**WRITTEN REQUEST A**: Retype the whole passage on Whaley's building projects without changing a word.

----- EXTRACTED TEXT -----

Whaley didn’t just limit himself to the Los Altos area. In 1949 he began developing “Country Club Manor” in the Bixby Knolls area of Long Beach. Two-bedroom homes started at $8300 and featured fireplaces, double garages, landscaping, dinettes, floor furnaces and wood shingle roofs. No down payment were needed if the buyer was a G.I. and loans were available at 4% interest. Nor did he limit his building to
Long Beach. As president
of Mesa Development Company, Whaley built the multimillion-dollar Paradise
Valley Country Club and luxury home complex just outside of . Las Vegas, Nevada
In December 1952, while laying out yet another Whaley development in the Los Altos area remains of a 1500 year old Indian village was unearthed. Parts of two skeletons, beads, tools and arrowheads were found when ground was broken for a new subdivision 300 yards east of Bellflower and a quarter of a mile north of Stearns. Remains of skunks, crows, coyotes, lizards, rats, mice, frogs and snakes were also unearthed. Trade goods with desert tribes from Palm Springs were also found, but nothing that showed Spanish influence. Archaeologists from the Southwest Museum and Long Beach State College believed the site was part of Puvungna, an ancient “holy” city.

----- MATERIALS PROVIDED -----

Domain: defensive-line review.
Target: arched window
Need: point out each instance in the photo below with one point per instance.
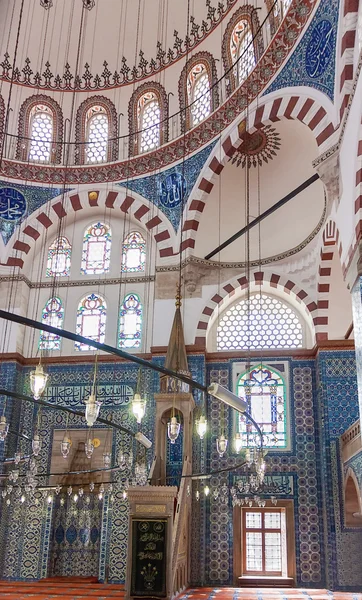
(264, 391)
(59, 253)
(242, 50)
(96, 249)
(96, 135)
(40, 130)
(148, 118)
(53, 314)
(262, 323)
(242, 46)
(198, 98)
(41, 133)
(130, 322)
(96, 131)
(198, 91)
(91, 320)
(277, 11)
(133, 253)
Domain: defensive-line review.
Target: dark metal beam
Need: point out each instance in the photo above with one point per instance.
(265, 214)
(149, 364)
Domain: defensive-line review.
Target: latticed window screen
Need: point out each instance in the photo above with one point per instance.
(130, 322)
(260, 323)
(241, 46)
(53, 314)
(96, 251)
(262, 542)
(149, 116)
(199, 96)
(133, 253)
(97, 127)
(41, 133)
(59, 255)
(91, 320)
(264, 391)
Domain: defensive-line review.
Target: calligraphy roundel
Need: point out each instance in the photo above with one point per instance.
(12, 204)
(172, 190)
(319, 49)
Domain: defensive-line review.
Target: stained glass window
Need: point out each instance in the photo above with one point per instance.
(264, 391)
(133, 253)
(53, 314)
(96, 249)
(261, 323)
(41, 133)
(241, 45)
(198, 90)
(130, 322)
(149, 116)
(97, 135)
(59, 253)
(91, 320)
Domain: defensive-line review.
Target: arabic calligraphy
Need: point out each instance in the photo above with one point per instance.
(319, 49)
(12, 204)
(172, 190)
(73, 395)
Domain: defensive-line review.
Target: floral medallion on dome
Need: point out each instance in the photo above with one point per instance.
(258, 148)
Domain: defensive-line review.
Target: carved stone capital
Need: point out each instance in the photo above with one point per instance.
(330, 173)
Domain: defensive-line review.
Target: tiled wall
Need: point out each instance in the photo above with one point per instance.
(324, 403)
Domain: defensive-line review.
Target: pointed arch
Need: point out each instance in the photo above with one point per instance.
(40, 130)
(197, 95)
(59, 258)
(35, 226)
(96, 131)
(91, 320)
(242, 46)
(148, 118)
(96, 252)
(130, 322)
(52, 314)
(133, 253)
(258, 278)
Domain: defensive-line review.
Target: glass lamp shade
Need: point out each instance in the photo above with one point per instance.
(201, 427)
(238, 442)
(173, 430)
(138, 407)
(89, 448)
(107, 460)
(65, 445)
(38, 381)
(221, 445)
(92, 407)
(4, 428)
(36, 444)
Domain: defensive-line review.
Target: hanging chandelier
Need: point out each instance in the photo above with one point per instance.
(92, 408)
(38, 381)
(4, 428)
(173, 429)
(138, 407)
(201, 426)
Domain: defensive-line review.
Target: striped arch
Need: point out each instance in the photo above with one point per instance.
(348, 26)
(289, 106)
(273, 280)
(34, 227)
(330, 241)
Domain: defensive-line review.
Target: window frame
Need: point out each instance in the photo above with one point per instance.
(262, 530)
(239, 368)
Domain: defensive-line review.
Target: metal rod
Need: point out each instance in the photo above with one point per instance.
(265, 214)
(105, 347)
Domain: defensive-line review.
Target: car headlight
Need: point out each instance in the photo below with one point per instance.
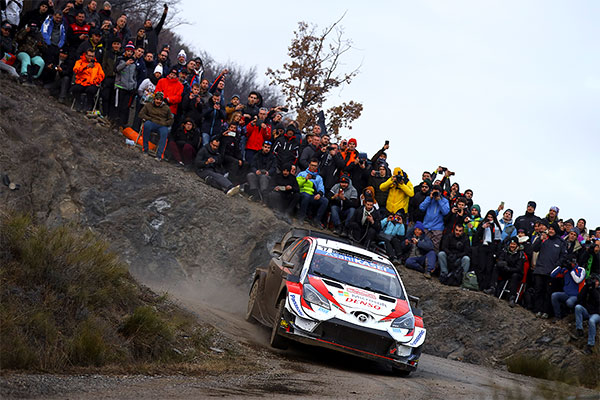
(407, 321)
(311, 295)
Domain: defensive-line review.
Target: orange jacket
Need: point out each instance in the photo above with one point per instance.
(88, 76)
(172, 89)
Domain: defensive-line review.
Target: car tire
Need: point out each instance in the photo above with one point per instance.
(277, 341)
(400, 372)
(252, 302)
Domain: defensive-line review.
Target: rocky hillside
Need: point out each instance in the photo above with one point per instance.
(170, 228)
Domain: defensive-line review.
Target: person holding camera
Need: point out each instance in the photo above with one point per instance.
(573, 276)
(552, 252)
(392, 235)
(588, 308)
(88, 78)
(257, 131)
(435, 207)
(312, 193)
(343, 198)
(399, 189)
(455, 253)
(365, 223)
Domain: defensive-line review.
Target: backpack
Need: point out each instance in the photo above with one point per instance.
(470, 281)
(454, 277)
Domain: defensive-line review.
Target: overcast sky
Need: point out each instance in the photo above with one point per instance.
(505, 93)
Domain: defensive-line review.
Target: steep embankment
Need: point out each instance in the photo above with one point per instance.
(176, 232)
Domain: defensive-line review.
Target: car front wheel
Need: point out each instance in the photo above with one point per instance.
(277, 341)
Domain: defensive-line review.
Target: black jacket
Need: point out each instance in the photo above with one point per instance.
(456, 248)
(264, 162)
(552, 254)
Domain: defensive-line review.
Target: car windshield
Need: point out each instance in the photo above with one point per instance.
(352, 269)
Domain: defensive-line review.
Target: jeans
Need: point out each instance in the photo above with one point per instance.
(347, 214)
(580, 314)
(26, 61)
(422, 262)
(464, 262)
(561, 297)
(307, 200)
(150, 127)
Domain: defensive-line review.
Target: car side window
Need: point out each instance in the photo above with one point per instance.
(299, 255)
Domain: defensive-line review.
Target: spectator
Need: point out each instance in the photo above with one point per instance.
(487, 241)
(184, 142)
(511, 261)
(158, 118)
(552, 251)
(109, 63)
(286, 192)
(152, 33)
(91, 15)
(172, 90)
(399, 189)
(94, 43)
(527, 221)
(343, 199)
(77, 33)
(392, 235)
(212, 119)
(31, 46)
(508, 229)
(588, 308)
(418, 248)
(58, 75)
(257, 132)
(573, 276)
(455, 252)
(88, 78)
(330, 165)
(125, 84)
(378, 175)
(458, 215)
(365, 223)
(54, 34)
(7, 50)
(312, 193)
(209, 167)
(37, 16)
(286, 147)
(435, 207)
(262, 168)
(11, 12)
(422, 191)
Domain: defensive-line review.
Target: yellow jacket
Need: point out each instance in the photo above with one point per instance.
(399, 193)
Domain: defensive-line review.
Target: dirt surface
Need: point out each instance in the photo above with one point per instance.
(180, 236)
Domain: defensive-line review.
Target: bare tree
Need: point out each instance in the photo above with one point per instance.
(313, 72)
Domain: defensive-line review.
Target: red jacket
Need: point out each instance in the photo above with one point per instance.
(257, 136)
(172, 89)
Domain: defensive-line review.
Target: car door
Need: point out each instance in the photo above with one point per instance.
(279, 268)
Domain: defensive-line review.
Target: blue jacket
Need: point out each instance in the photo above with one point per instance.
(48, 27)
(316, 180)
(391, 228)
(573, 279)
(434, 213)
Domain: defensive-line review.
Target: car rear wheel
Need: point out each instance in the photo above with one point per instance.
(277, 341)
(400, 372)
(252, 302)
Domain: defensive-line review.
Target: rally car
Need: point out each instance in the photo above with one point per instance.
(324, 292)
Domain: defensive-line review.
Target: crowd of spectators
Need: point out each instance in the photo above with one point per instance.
(547, 264)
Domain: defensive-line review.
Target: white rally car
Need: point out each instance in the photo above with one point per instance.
(320, 291)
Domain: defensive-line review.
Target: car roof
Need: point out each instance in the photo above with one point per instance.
(337, 245)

-----

**WRITTEN REQUEST B**: From the listing above, pull out every line that contains the word "window". Treat uppercase and lowercase as different.

**FINAL ANSWER A**:
Whaley didn’t just limit himself to the Los Altos area. In 1949 he began developing “Country Club Manor” in the Bixby Knolls area of Long Beach. Two-bedroom homes started at $8300 and featured fireplaces, double garages, landscaping, dinettes, floor furnaces and wood shingle roofs. No down payment were needed if the buyer was a G.I. and loans were available at 4% interest. Nor did he limit his building to
Long Beach. As president
of Mesa Development Company, Whaley built the multimillion-dollar Paradise
Valley Country Club and luxury home complex just outside of . Las Vegas, Nevada
In December 1952, while laying out yet another Whaley development in the Los Altos area remains of a 1500 year old Indian village was unearthed. Parts of two skeletons, beads, tools and arrowheads were found when ground was broken for a new subdivision 300 yards east of Bellflower and a quarter of a mile north of Stearns. Remains of skunks, crows, coyotes, lizards, rats, mice, frogs and snakes were also unearthed. Trade goods with desert tribes from Palm Springs were also found, but nothing that showed Spanish influence. Archaeologists from the Southwest Museum and Long Beach State College believed the site was part of Puvungna, an ancient “holy” city.

**FINAL ANSWER B**:
Target: arched window
Target: latticed window screen
Target: stained glass window
Target: window frame
Target: car side window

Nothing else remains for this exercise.